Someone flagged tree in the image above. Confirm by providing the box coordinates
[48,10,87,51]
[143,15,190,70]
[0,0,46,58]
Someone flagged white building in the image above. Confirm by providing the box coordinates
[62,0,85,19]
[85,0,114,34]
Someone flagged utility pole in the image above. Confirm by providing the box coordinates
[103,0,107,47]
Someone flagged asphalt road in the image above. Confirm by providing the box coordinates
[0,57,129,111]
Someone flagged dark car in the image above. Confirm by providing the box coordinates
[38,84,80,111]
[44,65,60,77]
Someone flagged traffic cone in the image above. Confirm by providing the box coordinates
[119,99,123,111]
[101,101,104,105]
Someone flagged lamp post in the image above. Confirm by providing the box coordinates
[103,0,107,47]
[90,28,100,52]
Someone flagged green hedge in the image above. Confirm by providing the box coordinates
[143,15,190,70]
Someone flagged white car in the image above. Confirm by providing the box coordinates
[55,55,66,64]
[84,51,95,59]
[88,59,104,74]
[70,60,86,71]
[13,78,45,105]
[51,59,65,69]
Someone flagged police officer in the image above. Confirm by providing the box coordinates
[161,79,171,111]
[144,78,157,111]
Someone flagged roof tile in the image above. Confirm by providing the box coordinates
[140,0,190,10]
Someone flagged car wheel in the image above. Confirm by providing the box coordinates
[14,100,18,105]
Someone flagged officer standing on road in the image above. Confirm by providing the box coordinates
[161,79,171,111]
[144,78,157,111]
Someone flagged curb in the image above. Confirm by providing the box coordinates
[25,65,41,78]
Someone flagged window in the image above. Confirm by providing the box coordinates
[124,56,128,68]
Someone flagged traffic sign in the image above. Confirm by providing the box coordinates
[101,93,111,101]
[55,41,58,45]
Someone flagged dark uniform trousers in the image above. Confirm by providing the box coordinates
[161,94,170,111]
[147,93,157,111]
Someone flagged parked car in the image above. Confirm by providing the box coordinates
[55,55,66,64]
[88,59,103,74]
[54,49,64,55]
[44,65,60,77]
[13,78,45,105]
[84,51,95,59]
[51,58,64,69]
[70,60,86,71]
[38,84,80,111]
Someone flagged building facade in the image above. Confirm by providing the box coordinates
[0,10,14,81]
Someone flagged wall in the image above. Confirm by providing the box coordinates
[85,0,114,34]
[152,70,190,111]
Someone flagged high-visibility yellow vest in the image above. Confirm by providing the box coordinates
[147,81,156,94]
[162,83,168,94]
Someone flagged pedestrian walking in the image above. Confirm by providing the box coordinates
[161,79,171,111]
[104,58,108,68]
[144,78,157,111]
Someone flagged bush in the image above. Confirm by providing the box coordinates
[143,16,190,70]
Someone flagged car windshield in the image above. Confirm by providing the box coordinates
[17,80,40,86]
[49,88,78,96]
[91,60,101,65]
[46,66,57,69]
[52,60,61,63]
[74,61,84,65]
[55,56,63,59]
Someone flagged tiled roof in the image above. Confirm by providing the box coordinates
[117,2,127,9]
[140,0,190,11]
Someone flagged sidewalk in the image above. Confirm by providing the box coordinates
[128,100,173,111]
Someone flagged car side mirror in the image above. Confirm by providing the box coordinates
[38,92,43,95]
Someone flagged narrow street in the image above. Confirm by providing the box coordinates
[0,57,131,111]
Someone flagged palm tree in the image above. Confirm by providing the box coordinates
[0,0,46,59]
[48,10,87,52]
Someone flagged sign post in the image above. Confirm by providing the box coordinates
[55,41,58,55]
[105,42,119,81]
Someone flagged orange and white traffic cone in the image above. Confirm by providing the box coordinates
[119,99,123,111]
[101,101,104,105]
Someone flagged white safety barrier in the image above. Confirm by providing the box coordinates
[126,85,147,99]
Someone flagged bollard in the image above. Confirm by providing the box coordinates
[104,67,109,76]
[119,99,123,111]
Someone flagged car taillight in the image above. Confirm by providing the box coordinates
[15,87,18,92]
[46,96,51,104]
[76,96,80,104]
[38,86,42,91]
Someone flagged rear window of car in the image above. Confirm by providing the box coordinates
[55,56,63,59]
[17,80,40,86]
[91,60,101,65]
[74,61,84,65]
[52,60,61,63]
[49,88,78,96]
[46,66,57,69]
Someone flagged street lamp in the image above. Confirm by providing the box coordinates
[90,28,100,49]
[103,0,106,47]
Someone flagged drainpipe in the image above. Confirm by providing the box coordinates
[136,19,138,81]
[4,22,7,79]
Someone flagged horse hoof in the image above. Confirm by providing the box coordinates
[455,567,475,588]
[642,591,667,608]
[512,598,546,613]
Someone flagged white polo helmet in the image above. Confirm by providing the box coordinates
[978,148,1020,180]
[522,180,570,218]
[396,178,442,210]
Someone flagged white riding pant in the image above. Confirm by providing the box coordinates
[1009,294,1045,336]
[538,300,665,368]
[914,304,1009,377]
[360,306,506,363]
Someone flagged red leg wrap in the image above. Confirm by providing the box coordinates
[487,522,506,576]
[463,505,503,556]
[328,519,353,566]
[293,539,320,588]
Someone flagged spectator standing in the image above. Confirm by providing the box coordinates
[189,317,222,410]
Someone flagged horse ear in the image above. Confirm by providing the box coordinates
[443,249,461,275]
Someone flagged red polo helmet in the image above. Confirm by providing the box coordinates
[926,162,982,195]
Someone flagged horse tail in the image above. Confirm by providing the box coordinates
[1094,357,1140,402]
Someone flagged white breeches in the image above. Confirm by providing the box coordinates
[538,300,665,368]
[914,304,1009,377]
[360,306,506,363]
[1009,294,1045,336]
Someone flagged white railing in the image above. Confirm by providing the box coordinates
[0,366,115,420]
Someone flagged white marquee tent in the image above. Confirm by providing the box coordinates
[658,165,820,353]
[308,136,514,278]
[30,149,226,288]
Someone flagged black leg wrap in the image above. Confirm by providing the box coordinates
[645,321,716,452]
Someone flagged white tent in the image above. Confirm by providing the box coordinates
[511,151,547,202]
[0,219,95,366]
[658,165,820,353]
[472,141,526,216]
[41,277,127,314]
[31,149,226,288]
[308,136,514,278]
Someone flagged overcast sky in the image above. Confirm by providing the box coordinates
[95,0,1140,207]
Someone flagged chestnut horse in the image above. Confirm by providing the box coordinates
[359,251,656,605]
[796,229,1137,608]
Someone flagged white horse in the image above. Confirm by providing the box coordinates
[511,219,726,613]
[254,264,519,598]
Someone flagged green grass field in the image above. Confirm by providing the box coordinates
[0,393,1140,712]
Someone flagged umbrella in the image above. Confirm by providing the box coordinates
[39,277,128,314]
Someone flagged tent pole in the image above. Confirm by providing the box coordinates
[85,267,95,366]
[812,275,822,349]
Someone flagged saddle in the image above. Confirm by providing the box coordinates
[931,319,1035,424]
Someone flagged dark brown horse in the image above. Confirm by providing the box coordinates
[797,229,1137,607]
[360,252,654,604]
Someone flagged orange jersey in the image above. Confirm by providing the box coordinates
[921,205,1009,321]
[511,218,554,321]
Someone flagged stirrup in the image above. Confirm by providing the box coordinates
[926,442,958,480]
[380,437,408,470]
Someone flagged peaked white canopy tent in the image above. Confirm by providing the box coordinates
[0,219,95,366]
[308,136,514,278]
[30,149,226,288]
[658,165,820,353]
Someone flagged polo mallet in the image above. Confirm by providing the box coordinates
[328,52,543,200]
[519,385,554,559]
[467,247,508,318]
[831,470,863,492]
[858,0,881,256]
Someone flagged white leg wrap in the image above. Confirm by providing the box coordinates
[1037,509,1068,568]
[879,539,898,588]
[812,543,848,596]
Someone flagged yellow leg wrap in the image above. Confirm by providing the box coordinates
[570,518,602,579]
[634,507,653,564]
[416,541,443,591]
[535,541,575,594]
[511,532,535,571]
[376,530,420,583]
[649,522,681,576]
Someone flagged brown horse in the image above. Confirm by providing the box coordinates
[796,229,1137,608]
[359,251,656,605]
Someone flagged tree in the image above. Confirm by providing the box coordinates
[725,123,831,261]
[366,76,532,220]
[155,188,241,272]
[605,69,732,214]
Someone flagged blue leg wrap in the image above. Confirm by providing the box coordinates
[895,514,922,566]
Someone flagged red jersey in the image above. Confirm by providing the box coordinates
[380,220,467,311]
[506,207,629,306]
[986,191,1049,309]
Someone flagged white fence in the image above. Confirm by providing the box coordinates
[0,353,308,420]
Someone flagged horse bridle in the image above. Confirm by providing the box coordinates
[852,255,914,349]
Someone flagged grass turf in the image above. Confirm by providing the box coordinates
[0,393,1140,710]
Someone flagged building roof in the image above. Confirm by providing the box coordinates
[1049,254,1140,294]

*****

> **EXERCISE**: Copy, character for character, the part of the entries that opens with the line containing "Someone flagged wall" and closes with the line containing "[4,22,7,79]". Include both of those lines.

> **RESULT FOR THIS TASK**:
Someone flagged wall in the image above. Confirm by providing the box coordinates
[85,0,114,34]
[152,70,190,111]
Someone flagged high-visibility yellow vest in the image above. Confirm by providing the box coordinates
[147,81,156,94]
[162,83,168,94]
Someone flagged pedestrian walking in the image above. Confirm by providing the box coordinates
[161,79,171,111]
[104,58,108,68]
[144,78,157,111]
Someone flagged bush in the image above. Confirm by providing the box coordinates
[143,16,190,70]
Someone flagged car windshield in the image above. Confirm by providing the box coordinates
[17,80,40,86]
[49,88,78,96]
[91,60,101,65]
[46,66,57,69]
[52,60,61,63]
[74,61,84,65]
[55,56,63,59]
Someone flagged tiled roof in the image above. Confirm by providing the box coordinates
[117,2,127,9]
[140,0,190,11]
Someone flagged sidewalk in the image above. Confirm by providing the box coordinates
[128,100,173,111]
Someone flagged car side mirror in the image above. Confirm by providing the box coordinates
[38,92,43,95]
Someone flagged narrow street in the image above. Confirm by providing the box coordinates
[0,57,131,111]
Someone flagged palm tree in the image above. Confirm by providing the box coordinates
[0,0,46,59]
[48,10,87,52]
Someone flagged sign post in the image above. Confirm by providing the box coordinates
[55,41,58,55]
[105,42,119,81]
Someone flagged orange and white traffic cone in the image above. Confirm by providing the box coordinates
[119,99,123,111]
[101,101,104,105]
Someone flagged white safety barrier in the image above. Confirm by providing the box coordinates
[126,85,147,99]
Someone flagged bollard in the image above. Confirm by providing the box coordinates
[104,67,109,76]
[119,99,123,111]
Someone flagged car taillight in the image above. Confirm by providing the box coordinates
[15,87,18,92]
[46,96,51,104]
[76,96,80,104]
[38,86,42,91]
Someone flagged rear window of car in the image above. Confirm by providing the box coordinates
[55,56,63,59]
[17,80,40,86]
[91,60,101,65]
[74,61,84,65]
[52,60,61,63]
[49,88,78,96]
[46,66,57,69]
Someone flagged street lamp in the image above. Confirm by providing the box coordinates
[90,28,100,49]
[103,0,106,47]
Someone flagged drainpipe in the image above. Confirm by providing the box coordinates
[136,19,138,81]
[4,22,7,79]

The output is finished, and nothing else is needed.